| Records excerpted from a collection |
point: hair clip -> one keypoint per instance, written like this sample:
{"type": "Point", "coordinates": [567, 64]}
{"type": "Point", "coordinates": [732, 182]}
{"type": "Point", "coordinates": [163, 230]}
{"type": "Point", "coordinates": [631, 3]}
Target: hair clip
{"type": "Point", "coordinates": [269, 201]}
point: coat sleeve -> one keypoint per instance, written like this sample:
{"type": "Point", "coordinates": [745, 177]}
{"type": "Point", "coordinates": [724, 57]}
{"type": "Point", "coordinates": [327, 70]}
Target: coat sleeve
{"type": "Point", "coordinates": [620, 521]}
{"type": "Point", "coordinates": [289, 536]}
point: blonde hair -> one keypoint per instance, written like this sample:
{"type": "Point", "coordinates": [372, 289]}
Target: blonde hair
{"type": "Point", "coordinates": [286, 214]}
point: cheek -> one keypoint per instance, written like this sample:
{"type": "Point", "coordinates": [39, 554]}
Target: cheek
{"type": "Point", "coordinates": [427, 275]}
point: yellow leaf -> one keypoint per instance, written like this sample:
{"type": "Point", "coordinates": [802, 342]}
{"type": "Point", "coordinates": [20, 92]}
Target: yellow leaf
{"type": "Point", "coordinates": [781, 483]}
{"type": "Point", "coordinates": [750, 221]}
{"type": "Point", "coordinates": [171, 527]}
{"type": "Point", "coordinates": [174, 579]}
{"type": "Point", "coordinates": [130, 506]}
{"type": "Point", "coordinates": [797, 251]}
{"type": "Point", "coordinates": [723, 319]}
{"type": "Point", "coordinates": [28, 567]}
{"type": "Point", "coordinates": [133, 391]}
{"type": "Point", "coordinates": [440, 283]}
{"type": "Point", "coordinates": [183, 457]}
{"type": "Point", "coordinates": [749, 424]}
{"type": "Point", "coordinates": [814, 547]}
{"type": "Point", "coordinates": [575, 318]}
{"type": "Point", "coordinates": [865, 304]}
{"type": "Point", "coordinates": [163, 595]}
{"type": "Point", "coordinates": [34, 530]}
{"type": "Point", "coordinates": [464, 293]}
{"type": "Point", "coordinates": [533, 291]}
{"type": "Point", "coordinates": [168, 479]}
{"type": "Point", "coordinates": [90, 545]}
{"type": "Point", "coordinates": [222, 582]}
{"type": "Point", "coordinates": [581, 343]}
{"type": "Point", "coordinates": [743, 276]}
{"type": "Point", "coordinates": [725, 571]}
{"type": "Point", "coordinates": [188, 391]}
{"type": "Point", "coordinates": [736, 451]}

| Problem statement |
The word "written" appears in some lines of the data. Copy every one of those lines.

| Answer to the exercise |
point: hair clip -> one keypoint per instance, written like this sample:
point: coat sleeve -> one keypoint per instance, written like this sample:
point: blonde hair -> one keypoint per instance, written like this sample:
point: cheek -> one keypoint per instance, written like this sample:
point: yellow leaf -> one keypoint per instance, written like this sample:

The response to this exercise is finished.